- _Supplied text_:
__________

Since then, Alliance fortunes have much improved due, in part, to the Brexit debacle. One aspect of this, commonly overlooked in Britain, is the possibility of Alliance gains from the DUP in the forthcoming UK general election, particularly if there is tactical voting by Sinn Féin and SDLP supporters in areas currently represented by the DUP.

Such a development could radically alter the political landscape in Northern Ireland. It would also reduce the number of Brexit fanatics at Westminster.
Ed Kelly
St Helens, Merseyside

Imagine…

I would suggest to David Murray (Letters, TNE #350) that there is another way of considering PR. Imagine if we’d had that system in place back in the 1990s, when Sir James Goldsmith launched his anti-EU party. Then Ukip would have won its place in Westminster and the Conservative Party would not have found it necessary to lurch to the right to attract those votes to win power.

We would not have had Brexit – but nor would we have had the New European.

Kate Burge
London NW3

By supporting a semi-feudal form of electoral system, David Murray draws precisely the opposite observation to lived reality. This was proven in 2019 when an increasingly far-right party got 44%, which is rather more than the 2% claimed.

When pinning up the map of percentages published in the previous edition, the only other European country to use FPTP should also be circled by way of illustration: Belarus. A country, as it happens, that is similarly in hock to implementing Russian foreign policy.
Oliver Stutter

Considering the ever-increasing criticism of Brexit, can there be anyone anywhere who still thinks that Scotland exiting the UK would be a good idea? Perhaps a federal arrangement would be a solution as a precursor to applying to rejoin the European Union.
Margot Kerr
Inverness, Scotland

Vive la musique!

I know Marie Le Conte’s “How I fell for French music – eventually” (TNE #350) focused on rock and pop, but for the writer to say that the French have never excelled at music is to do her country fellows a terrible disservice. The pop might not be fantastic, but what about Poulenc, Debussy, Ravel, Erik Satie, Saint-Saëns…
Sue Dyson
Via Facebook

Check out Machaut, des Prés, Rameau, Berlioz, Messiaen, Piaf, Murail: France has for 1,000 years been a musical empire!
Nicholas Bannan

QAnon strain

James Ball’s book The Other Pandemic: How QAnon Contaminated the World, as previewed in TNE #349, is helping me to understand the bizarre political scene globally and in particular in the US. His explanation of the mutation of a conspiracy theory to protect itself from reasonable refutation is a considerable contribution in these troubled times.

__________

- _Listed records_:

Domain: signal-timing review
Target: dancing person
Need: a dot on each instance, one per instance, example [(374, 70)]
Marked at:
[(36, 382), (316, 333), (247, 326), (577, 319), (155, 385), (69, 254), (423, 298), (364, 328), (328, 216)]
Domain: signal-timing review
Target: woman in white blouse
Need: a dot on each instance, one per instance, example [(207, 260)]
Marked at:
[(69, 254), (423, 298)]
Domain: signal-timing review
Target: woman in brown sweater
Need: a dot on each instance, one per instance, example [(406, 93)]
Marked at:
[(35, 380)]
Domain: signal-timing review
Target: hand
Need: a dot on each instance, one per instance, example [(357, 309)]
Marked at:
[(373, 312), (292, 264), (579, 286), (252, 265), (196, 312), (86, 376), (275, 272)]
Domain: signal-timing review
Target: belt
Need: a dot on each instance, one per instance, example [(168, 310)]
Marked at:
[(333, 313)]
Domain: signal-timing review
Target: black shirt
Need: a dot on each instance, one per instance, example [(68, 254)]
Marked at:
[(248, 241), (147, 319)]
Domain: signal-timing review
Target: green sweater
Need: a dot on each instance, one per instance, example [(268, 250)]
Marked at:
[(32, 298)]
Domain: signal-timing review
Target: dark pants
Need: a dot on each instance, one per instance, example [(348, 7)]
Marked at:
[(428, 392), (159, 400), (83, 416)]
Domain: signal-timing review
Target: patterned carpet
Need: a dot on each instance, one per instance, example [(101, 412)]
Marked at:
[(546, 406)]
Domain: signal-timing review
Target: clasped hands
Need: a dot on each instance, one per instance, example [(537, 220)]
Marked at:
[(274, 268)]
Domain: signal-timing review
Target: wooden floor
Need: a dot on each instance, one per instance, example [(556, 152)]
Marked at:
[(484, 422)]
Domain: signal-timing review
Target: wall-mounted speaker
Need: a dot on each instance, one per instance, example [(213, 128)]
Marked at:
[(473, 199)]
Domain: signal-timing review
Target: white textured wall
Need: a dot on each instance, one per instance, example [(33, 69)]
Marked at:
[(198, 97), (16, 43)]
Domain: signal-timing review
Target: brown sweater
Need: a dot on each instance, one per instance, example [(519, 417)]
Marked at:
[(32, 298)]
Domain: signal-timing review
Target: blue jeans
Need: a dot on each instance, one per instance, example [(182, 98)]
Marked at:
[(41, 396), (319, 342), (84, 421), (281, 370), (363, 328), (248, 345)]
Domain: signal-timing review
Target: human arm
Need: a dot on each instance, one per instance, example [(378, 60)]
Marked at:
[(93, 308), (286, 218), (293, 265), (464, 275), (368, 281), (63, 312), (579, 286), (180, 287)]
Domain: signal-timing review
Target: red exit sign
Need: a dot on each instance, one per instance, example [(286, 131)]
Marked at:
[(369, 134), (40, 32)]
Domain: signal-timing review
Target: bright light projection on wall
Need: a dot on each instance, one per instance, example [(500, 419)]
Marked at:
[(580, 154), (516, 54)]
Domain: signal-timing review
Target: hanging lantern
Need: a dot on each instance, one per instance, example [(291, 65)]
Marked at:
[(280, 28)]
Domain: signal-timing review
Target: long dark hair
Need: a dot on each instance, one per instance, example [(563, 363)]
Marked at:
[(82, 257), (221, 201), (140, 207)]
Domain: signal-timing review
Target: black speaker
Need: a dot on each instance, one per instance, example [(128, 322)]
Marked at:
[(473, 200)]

__________

- _Work item 1_:
In the letters page, which European country does one writer name as the only other one to use FPTP?
- _Work item 2_:
Reproduce the letters page from the words "I know Marie" up to and including the words "a musical empire!".

- _Answer box 1_:
Belarus

- _Answer box 2_:
I know Marie Le Conte’s “How I fell for French music – eventually” (TNE #350) focused on rock and pop, but for the writer to say that the French have never excelled at music is to do her country fellows a terrible disservice. The pop might not be fantastic, but what about Poulenc, Debussy, Ravel, Erik Satie, Saint-Saëns…
Sue Dyson
Via Facebook

Check out Machaut, des Prés, Rameau, Berlioz, Messiaen, Piaf, Murail: France has for 1,000 years been a musical empire!